PAGE TEXT:
- - -
“GOO!”

Bees are amazing creatures. They are perhaps the most disturbing as well. Not only do they excrete a substance to build their homes, when the colony wants to create a new queen the bees start excreting “royal jelly” and begin feeding it to the larva until it becomes the queen. There’s something very disturbing about this. I think it has to do with the “excretion”. The fact that the substance comes from within their fragile bodies kind of grosses me out. I guess I should be more weary of having a kid, where excretions are plentiful. If someone asked me for advice before having a kid, I’d tell them to cover everything they own in plastic. That way, when it gets covered in “something” they can just wipe the plastic off, or replace it. Trust me, everything you own will get “something” on it. The “something” will come either from within their little bodies (see “excretion”) or it will come from an outside force like food. Or vaseline. Recently, I decided to give my son a head cold. It was not an intentional gift and one that if I could produce a receipt for, I would surely take back. As adults, most of us have the know how of tissue use. Here’s a quick primer:

  1. Hold the tissue on the nose.
  2. Blow air through your nose removing the snot into the tissue.
  3. Throw the tissue away.
- - -
PROVIDED MATERIAL:
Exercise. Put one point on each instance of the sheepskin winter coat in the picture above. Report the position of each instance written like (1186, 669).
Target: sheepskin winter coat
- - -
TASK DETAILS: How does the post about bees, excretions, and a son's head cold go on after the step "Throw the tissue away"? Write the passage that follows.

RESPONSE FOR THIS EXERCISE:
A one year old has none of this knowledge. So instead of mucas being safely deposited into the trash or toilet where it belongs, its everywhere. A nice thick crispy layer coats many of my shirts as well as my wife’s. A toddler however will  not limit the snot to only what’s on the body he’s so desperately clinging to. Because he has no knowledge of tissues or how to use them, Jude will take his tiny hands and conitunely wipe them over his nose and mouth area. First off, this motion spreads the mucas around the mouth area creating a very nice scale like effect over the entirety of the face. Second, because the hands are coated in a thick, slightly tinted green substance, everything the toddler touches will be coated as well. I was looking at the coffee table this morning and noticed a small hard area. Looking closer,  the area of the table looked like the top view of a trail map for a national park. “GOO!” Then there’s poop. You would think that by wearing a diaper poop would stay in one place. This is true for as long as the diaper is on. Jude is a very curious boy. When he’s laying on his back while we change his diaper he wants to know whats going on. If we’re not quick enough, he will grab the diaper (no matter what it’s filled with) and pull it up toward him. In his defense, he wants to know whats going on. He doesn’t realize that he’s grabbing a bag of poop and pulling it toward his face,  smearing the shit all over his body while I yell “Oh GOD!! NO! NO! NO!” Worst. Day. Ever.

Note: poop exists as “poop” only within the diaper. Once it is even an inch out of the protective barrier, “poop” becomes “shit”. You can add an exclamation to “shit” if the poop (“shit”) is touching more than one body part (of any body preset). Example: “Shit!”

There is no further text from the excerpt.